EXCERPT TO READ =>
================================

On April 28, 2023, the IRS Office of Chief Counsel issued Chief Counsel Advice Memorandum 202317020 (CCA Memo), with an important reminder to employers who provide health and dependent care flexible spending arrangements (FSAs) under an Internal Revenue Code (Code) Section 125 cafeteria plan: a failure to adequately substantiate FSA expenses before reimbursement may result in the loss of the tax-free status of all benefits provided under the Code Section 125 cafeteria plan.
Background on Code Section 125 Substantiation Requirements
Code Section 125 and its Proposed Regulations require that all claims for reimbursement from a health or dependent care FSA offered as part of a Code Section 125 cafeteria plan be fully substantiated before any claim is reimbursed. For a claim to be fully substantiated, the Proposed Regulations require that the expenses be substantiated by information from a third party that is independent of the employee and the employee’s spouse and dependents. The information from the independent third party must include the following:
- The service or product.
- The date of service or sale.
- The dollar amount.
Self-substantiation or self-certification by the employee is specifically prohibited in the Proposed Regulations. In addition, the Proposed Regulations prohibit substantiating only a percentage of claims or substantiating only claims above a certain dollar amount. Finally, although many dependent care providers charge the cost of care upfront, the Proposed Regulations prohibit reimbursement of dependent care expenses before the care has been provided.
Five Substantiation Practices to Avoid
With this background in mind, the CAA Memo discusses and rejects five specific substantiation practices for FSAs offered under Code Section 125 cafeteria plans:
- Self-Certification: An employer must obtain an independent third party statement – either automatically or after the transaction – in order to reimburse employees for expenses under an FSA. The employer may not reimburse employees for expenses under an FSA for which an employee only submits information describing the service or product, the date of service or sale, and the amount of the expenses but does not also provide a statement from an independent third party to verify the expenses.

================================

Stored data
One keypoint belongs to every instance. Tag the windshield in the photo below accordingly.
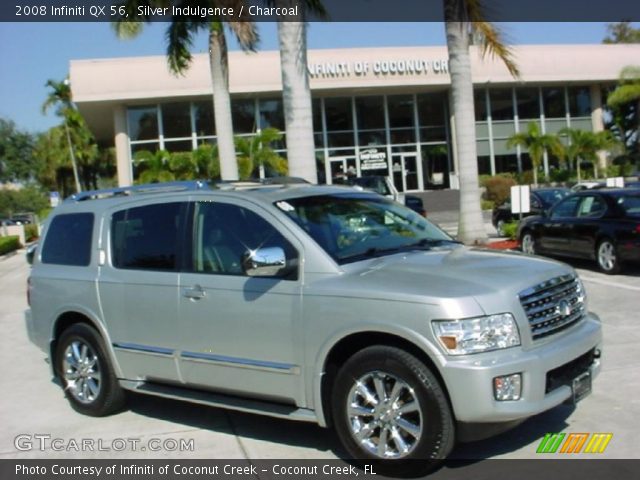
(550, 197)
(353, 226)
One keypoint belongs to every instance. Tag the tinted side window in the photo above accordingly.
(591, 206)
(68, 241)
(146, 238)
(223, 233)
(566, 208)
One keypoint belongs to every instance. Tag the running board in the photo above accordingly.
(227, 401)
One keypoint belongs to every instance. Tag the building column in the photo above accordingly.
(123, 160)
(454, 177)
(597, 122)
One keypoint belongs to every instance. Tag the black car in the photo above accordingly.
(601, 225)
(540, 200)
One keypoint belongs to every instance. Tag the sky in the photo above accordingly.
(32, 53)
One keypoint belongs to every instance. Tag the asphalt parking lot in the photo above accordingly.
(31, 404)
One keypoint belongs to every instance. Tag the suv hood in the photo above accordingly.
(438, 275)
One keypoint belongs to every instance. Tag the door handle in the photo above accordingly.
(194, 293)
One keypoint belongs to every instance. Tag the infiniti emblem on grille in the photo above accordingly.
(563, 309)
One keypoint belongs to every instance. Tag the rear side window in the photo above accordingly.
(146, 238)
(68, 241)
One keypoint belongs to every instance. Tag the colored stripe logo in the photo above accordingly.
(574, 443)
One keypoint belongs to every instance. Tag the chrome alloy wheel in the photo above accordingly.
(81, 372)
(607, 256)
(384, 414)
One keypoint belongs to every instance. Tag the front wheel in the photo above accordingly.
(390, 408)
(528, 243)
(607, 256)
(86, 374)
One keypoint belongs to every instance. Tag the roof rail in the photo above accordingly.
(138, 189)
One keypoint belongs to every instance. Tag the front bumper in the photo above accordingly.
(469, 379)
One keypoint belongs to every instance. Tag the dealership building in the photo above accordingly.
(382, 111)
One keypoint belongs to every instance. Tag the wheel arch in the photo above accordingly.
(70, 317)
(352, 343)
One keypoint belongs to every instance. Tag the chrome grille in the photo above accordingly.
(553, 305)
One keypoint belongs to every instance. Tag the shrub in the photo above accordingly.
(30, 232)
(558, 175)
(510, 229)
(487, 204)
(499, 188)
(9, 244)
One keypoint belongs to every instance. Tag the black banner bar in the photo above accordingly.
(337, 11)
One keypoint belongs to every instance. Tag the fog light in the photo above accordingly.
(508, 387)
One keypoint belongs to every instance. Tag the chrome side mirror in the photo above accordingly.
(264, 262)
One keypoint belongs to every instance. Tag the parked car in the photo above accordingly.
(578, 187)
(540, 200)
(601, 225)
(384, 186)
(314, 303)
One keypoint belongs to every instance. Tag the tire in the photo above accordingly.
(86, 373)
(607, 257)
(528, 243)
(413, 423)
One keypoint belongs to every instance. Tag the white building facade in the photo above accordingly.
(383, 111)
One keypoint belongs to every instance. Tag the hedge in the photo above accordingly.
(9, 244)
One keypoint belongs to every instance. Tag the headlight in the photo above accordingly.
(475, 335)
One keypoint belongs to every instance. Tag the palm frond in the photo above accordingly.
(491, 37)
(179, 43)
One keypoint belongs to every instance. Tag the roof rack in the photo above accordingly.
(138, 189)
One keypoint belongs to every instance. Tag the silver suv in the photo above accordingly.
(312, 303)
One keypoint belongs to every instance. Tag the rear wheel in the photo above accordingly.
(528, 243)
(389, 408)
(86, 374)
(607, 257)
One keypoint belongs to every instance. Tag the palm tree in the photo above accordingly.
(60, 96)
(256, 151)
(584, 145)
(464, 18)
(536, 143)
(179, 35)
(296, 94)
(628, 91)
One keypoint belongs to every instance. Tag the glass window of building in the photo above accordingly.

================================

WORK INSTRUCTIONS =>
• A. Retype the passage of the FSA substantiation article starting at "Self-substantiation or self-certification" and ending at "has been provided.".
• B. Continue the article on FSA substantiation requirements from the point where it stops.

ANSWERS TO THE EXERCISES =>
• A.
Self-substantiation or self-certification by the employee is specifically prohibited in the Proposed Regulations. In addition, the Proposed Regulations prohibit substantiating only a percentage of claims or substantiating only claims above a certain dollar amount. Finally, although many dependent care providers charge the cost of care upfront, the Proposed Regulations prohibit reimbursement of dependent care expenses before the care has been provided.

• B.
- Sampling: An employer may not require substantiation through a random sample of otherwise unsubstantiated charges to the FSA debit card (that is, charges that are not auto-substantiated) through third-party information describing the service or product and the date of the service or sale. Instead, an employer must require all claims for reimbursement to be substantiated.
- De Minimis: An employer may not require substantiation only for FSA reimbursement requests at or over a certain dollar amount. That is, plan sponsors must require that all claims for reimbursement be substantiated without regard to the dollar amount of the claim.
- Favored Providers: An employer may not exempt certain dentists, doctors, hospitals, or other healthcare providers from the substantiation requirement. That is, a plan may not provide that for claims from certain “favored providers,” no third-party independent statement is required, and that the claims may be paid without substantiation.
- Advance Substantiation for Dependent Care Assistance Program: A plan may not allow employees to submit dependent care claims in advance of receiving the dependent care, attesting to the dollar amount of dependent care expenses they will incur in an upcoming year, and then automatically reimburse the employee every pay period with the pro rata amount of dependent care assistance expenses to which the employee attested, without any additional verification.
Adverse Tax Consequences
The consequences for failing to properly substantiate claims for payment or reimbursement of medical and dependent care expenses under an FSA can be severe. If any expense of any employee reimbursed by a health FSA is not fully substantiated, the reimbursement of those medical expenses is included in the employee’s gross income. In addition, any reimbursements made for dependent care assistance expenses that are not substantiated after the expense has been incurred must be included in the employee’s gross income.
Further, if a Code Section 125 cafeteria plan does not comply with the substantiation requirements of the Proposed Regulations, including by engaging in any of the activities above, the plan will not qualify as a Code Section 125 cafeteria plan, and the amount of any benefits that any employee elects under the cafeteria plan must be included in gross income and would be subject to wage withholding. In other words, a failure to properly substantiate FSA claims could lead to the disqualification of the entire Code Section 125 plan for all participants, not just those who participate in the FSAs.
Given the consequences at stake, we urge plan sponsors to review their FSA substantiation procedures and avoid using any of the practices noted above or any practices that would require less than full substantiation of all FSA claims for reimbursement. We also recommend confirming with your FSA vendors and/or plan administrators that their operations comply with the Code Section 125 substantiation requirements.